■ TEXTABSCHNITT
>>>>>
Wir wollen Pornos machen, die für jeden zugänglich sind. Wir wollen das Stigma rund um den weiblichen Körper zerschlagen – und zeigen: Das Vergnügen, der eigene Sexualtrieb und die Wünsche eines jeden Menschen sind wichtig. Wir wollen, dass Menschen aller Geschlechter Darsteller sehen, die sich ihrer Macht und ihrer Grenzen bewusst sind, die intelligent und sexpositiv sind – ohne Scham, mit ihrem ­erotischen Selbst in Kontakt zu stehen.

Wie verändert sich die Branche insgesamt?
Heutzutage haben Darstellerinnen und Darsteller und andere Sexarbeiterinnen und Sexarbeiter sicherlich mehr Möglichkeiten und mehr Autonomie, wenn es darum geht, wie sie ihre Arbeit bewältigen. Wir erleben eine neue Welle von Abonnementdiensten für Inhalte wie etwa Onlyfans. Kreative können audiovisuelle Inhalte über ihre eigenen Kanäle erstellen und verkaufen. Dabei haben sie die Sicherheit ihres Zuhauses, sind zusammen mit Menschen, mit denen sie auch arbeiten wollen, und schaffen so ihre eigene Marke. Dank dieser Plattformen sind viele Darsteller, insbesondere Frauen, weniger abhängig von Pornostudios. Sie fühlen sich daher auch eher in der Lage, rücksichtsloses Verhalten von Unternehmen, Regisseuren oder Agenten anzuprangern. Generell haben diese Plattformen den Konsum von ethisch produzierten Pornos normalisiert.
<<<<<
■ GESTELLTE AUFGABE 1
Welchen Abonnementdienst für Inhalte nennt der Textabschnitt als Beispiel?
■ GESTELLTE AUFGABE 2
Schreiben Sie einen Teil des Textabschnitts wortgetreu ab. Beginnen Sie bei den Worten „Heutzutage haben Darstellerinnen“, und hören Sie nach den Worten „produzierten Pornos normalisiert.“ auf.

■ BEREITGESTELLTE DATEN
>>>>>
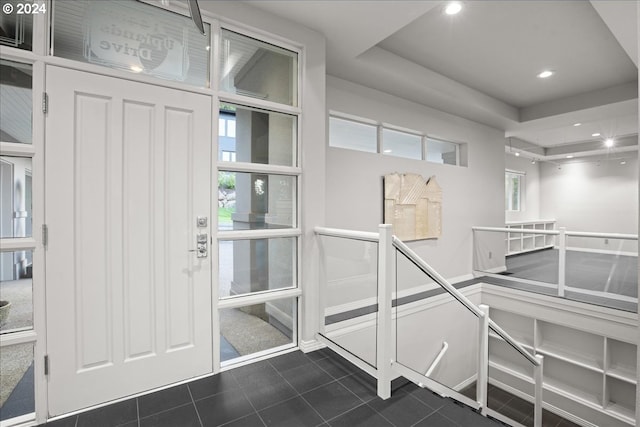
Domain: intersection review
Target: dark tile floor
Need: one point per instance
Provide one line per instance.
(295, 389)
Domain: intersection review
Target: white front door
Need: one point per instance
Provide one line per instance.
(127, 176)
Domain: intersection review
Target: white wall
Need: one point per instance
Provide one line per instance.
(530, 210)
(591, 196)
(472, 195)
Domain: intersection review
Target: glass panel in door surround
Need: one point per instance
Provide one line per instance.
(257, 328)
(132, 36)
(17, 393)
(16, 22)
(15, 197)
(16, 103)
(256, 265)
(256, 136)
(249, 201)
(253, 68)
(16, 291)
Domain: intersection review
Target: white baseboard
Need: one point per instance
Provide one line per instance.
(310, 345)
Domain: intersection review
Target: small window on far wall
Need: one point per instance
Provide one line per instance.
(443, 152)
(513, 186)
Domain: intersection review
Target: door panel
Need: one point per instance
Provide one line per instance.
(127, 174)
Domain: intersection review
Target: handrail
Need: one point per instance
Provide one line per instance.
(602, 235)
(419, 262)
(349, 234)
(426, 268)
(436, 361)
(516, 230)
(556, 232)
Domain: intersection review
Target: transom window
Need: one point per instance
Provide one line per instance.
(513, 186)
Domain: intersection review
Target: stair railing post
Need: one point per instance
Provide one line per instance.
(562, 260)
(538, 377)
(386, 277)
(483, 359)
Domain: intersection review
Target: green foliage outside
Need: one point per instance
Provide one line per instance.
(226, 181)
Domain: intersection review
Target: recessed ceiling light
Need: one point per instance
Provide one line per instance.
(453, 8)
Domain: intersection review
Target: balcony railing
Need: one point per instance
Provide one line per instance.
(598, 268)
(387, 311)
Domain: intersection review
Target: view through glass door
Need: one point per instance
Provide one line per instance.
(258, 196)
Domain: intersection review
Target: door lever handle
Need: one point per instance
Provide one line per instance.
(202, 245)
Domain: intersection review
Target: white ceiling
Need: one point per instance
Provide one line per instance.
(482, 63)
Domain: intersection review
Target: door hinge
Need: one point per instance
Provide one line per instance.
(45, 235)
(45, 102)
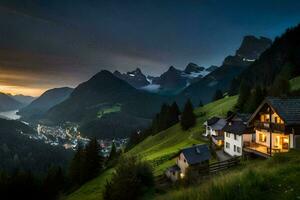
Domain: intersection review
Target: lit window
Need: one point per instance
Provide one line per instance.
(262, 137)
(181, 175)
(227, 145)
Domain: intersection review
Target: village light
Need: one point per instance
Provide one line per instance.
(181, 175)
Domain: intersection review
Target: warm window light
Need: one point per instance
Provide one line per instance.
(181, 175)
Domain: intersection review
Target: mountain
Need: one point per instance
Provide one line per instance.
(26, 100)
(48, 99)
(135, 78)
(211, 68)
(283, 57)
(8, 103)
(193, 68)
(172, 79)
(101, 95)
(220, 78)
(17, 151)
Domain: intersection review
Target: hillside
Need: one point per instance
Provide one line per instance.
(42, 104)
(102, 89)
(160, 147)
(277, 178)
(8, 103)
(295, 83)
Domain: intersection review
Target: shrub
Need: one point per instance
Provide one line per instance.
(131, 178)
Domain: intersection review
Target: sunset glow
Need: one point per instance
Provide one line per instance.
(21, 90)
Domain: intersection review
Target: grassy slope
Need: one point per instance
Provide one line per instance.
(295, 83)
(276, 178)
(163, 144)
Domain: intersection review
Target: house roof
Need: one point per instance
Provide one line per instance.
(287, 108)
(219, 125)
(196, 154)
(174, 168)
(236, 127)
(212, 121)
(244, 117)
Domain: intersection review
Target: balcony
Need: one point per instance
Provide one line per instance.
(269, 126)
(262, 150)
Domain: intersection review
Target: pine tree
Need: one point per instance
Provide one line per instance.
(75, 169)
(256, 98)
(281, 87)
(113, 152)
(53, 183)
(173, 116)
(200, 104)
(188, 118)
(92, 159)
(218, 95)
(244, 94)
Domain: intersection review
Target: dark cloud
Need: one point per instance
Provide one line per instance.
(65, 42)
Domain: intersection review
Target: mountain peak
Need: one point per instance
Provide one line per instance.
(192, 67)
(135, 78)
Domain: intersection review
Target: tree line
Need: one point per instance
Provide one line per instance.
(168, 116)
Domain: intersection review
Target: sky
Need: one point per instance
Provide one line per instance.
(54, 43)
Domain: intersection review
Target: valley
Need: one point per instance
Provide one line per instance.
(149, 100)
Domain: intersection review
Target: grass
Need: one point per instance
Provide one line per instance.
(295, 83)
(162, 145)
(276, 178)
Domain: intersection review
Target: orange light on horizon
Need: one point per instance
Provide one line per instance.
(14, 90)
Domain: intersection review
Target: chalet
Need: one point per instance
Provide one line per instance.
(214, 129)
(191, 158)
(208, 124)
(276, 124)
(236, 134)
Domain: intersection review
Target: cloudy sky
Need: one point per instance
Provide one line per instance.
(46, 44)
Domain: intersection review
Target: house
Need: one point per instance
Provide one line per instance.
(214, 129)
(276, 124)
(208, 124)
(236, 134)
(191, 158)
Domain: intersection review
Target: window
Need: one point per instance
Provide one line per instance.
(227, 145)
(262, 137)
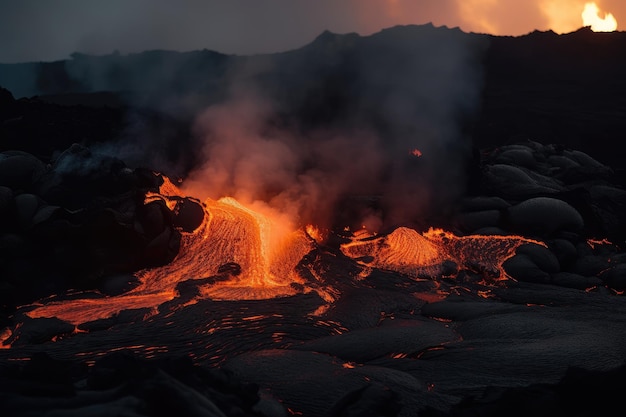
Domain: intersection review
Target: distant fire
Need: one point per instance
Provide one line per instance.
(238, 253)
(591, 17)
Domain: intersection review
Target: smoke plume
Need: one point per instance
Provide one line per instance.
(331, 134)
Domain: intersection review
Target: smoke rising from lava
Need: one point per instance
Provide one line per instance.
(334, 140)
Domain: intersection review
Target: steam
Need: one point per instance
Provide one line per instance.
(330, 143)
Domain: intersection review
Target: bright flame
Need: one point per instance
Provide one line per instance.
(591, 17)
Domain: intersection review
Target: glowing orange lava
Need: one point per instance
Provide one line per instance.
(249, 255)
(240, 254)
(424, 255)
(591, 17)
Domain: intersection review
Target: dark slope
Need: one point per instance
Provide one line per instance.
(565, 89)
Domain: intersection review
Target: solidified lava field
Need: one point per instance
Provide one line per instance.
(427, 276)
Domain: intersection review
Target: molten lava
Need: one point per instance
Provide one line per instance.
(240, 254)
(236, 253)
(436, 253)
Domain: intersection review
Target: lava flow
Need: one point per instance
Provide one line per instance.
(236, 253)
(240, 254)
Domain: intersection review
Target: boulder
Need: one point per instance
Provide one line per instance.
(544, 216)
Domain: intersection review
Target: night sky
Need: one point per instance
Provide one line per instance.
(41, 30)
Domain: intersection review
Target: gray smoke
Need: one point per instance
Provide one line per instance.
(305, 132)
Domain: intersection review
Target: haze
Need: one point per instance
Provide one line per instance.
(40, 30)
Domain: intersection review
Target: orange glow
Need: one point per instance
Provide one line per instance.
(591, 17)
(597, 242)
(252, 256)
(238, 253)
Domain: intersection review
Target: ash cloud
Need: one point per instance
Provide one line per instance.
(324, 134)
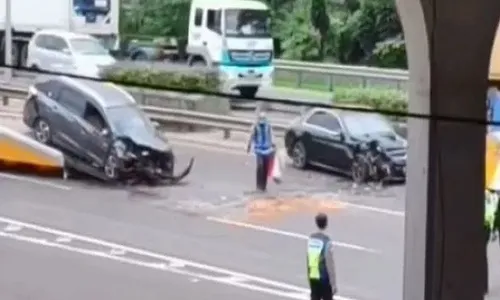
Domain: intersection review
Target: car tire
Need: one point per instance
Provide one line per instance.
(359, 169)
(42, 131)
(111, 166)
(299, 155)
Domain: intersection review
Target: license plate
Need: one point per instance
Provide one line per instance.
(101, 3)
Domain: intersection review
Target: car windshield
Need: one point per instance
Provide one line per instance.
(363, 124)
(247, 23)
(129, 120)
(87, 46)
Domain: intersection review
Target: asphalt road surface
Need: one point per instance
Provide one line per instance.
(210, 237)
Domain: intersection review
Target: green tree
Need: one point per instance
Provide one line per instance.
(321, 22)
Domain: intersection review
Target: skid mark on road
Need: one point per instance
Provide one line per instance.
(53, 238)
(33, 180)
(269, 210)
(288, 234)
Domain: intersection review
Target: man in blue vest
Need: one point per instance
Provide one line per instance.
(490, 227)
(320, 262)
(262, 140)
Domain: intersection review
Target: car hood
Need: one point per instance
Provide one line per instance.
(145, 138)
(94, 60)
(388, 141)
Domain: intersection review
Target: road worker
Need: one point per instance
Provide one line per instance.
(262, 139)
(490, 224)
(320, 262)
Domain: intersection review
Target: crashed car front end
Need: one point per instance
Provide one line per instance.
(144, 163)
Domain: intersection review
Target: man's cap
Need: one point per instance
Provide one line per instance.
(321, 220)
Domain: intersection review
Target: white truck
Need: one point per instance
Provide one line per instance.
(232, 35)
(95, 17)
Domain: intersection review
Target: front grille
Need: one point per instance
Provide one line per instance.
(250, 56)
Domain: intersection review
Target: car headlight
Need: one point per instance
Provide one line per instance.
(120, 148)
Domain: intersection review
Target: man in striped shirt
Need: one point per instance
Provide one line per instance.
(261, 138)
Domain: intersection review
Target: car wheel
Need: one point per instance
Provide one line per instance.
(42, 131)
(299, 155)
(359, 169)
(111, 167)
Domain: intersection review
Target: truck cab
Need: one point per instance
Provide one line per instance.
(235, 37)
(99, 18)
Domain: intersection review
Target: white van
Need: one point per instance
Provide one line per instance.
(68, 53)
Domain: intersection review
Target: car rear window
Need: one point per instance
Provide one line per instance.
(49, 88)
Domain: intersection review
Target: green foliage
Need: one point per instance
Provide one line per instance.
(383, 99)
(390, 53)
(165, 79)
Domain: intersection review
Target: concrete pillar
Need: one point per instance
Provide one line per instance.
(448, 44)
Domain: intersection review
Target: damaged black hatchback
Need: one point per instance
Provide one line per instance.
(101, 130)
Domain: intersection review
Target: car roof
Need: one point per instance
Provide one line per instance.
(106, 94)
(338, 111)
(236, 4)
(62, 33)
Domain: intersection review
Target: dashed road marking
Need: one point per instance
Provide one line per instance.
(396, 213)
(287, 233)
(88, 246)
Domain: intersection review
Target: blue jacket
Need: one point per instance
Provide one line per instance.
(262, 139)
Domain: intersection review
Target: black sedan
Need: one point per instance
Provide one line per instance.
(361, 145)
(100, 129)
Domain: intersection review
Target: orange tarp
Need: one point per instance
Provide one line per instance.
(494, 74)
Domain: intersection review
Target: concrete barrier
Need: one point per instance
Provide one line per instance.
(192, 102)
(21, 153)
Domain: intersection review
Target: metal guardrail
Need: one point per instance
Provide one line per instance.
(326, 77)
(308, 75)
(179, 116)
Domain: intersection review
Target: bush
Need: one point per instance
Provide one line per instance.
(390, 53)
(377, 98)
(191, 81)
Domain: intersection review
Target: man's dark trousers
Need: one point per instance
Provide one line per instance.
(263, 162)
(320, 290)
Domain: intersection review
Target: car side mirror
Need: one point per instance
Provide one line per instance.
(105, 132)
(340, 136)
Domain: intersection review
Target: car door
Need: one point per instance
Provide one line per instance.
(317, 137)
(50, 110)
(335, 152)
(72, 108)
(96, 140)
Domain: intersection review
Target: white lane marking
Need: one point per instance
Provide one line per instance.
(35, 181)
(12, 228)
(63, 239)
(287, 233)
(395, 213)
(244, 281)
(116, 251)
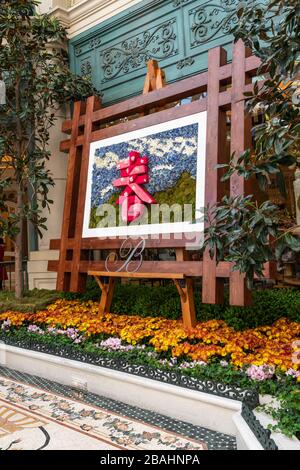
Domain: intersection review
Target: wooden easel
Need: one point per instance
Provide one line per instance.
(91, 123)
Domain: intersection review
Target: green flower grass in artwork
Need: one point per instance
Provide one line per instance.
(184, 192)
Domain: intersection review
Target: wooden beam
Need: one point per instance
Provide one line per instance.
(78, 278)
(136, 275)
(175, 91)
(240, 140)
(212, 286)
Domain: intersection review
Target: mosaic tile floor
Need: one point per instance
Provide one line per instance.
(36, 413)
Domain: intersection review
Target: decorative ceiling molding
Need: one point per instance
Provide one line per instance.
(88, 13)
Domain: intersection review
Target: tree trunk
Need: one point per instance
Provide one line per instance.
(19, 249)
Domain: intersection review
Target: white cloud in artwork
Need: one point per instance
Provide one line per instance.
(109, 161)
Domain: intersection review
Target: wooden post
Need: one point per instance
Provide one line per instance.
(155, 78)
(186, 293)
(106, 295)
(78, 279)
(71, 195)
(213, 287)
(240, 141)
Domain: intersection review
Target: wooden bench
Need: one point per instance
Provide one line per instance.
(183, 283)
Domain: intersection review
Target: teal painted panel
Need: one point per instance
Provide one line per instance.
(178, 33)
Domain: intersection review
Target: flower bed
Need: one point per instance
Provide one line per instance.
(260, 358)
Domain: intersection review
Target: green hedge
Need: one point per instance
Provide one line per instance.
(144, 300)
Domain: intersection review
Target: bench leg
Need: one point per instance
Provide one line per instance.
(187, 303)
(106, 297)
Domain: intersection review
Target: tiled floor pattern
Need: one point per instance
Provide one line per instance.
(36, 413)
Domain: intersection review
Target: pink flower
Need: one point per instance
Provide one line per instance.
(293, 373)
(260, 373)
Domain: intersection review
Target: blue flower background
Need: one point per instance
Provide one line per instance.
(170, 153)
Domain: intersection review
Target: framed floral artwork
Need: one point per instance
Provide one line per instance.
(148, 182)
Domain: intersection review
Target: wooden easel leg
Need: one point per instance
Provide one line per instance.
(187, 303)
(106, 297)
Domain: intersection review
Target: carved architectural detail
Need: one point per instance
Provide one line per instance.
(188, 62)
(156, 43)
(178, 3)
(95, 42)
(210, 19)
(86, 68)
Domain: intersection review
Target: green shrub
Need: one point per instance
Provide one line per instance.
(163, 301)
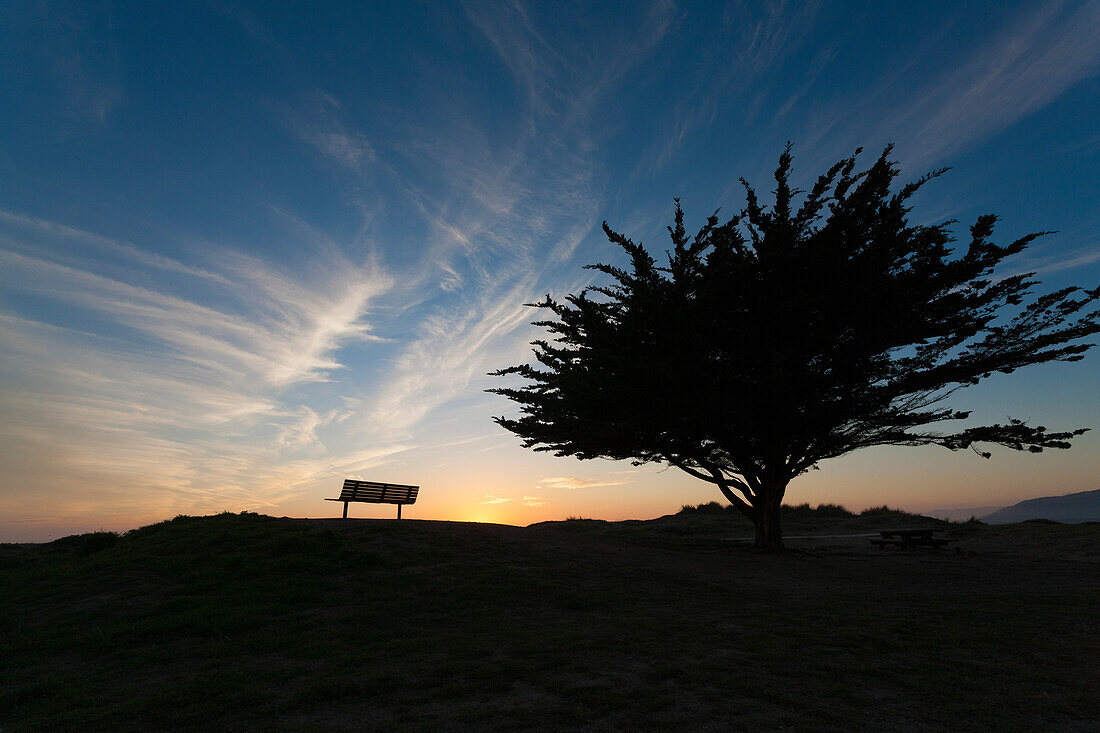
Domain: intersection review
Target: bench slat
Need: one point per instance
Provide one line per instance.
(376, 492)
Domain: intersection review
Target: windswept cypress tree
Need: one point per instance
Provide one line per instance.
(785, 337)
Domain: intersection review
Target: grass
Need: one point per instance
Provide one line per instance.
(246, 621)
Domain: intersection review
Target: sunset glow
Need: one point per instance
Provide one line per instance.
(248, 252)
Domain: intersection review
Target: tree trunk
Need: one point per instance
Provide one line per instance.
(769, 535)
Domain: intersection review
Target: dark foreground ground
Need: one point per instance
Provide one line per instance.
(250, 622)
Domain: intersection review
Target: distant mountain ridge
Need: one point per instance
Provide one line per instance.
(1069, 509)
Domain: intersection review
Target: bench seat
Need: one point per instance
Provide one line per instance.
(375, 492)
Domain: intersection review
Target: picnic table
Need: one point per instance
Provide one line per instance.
<<<<<
■ ERGEBNIS 1
Der Textabschnitt nennt Onlyfans als Beispiel.

■ ERGEBNIS 2
Heutzutage haben Darstellerinnen und Darsteller und andere Sexarbeiterinnen und Sexarbeiter sicherlich mehr Möglichkeiten und mehr Autonomie, wenn es darum geht, wie sie ihre Arbeit bewältigen. Wir erleben eine neue Welle von Abonnementdiensten für Inhalte wie etwa Onlyfans. Kreative können audiovisuelle Inhalte über ihre eigenen Kanäle erstellen und verkaufen. Dabei haben sie die Sicherheit ihres Zuhauses, sind zusammen mit Menschen, mit denen sie auch arbeiten wollen, und schaffen so ihre eigene Marke. Dank dieser Plattformen sind viele Darsteller, insbesondere Frauen, weniger abhängig von Pornostudios. Sie fühlen sich daher auch eher in der Lage, rücksichtsloses Verhalten von Unternehmen, Regisseuren oder Agenten anzuprangern. Generell haben diese Plattformen den Konsum von ethisch produzierten Pornos normalisiert.